§ Given entries:
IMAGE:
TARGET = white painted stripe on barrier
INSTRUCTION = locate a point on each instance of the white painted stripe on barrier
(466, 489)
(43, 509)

§ What to work on:
Please locate every line of the records that contains the word "painted" and copy each one.

§ Result:
TARGET = white painted stripe on barrier
INSTRUCTION = locate a point on each instance of the white painted stripe on barrier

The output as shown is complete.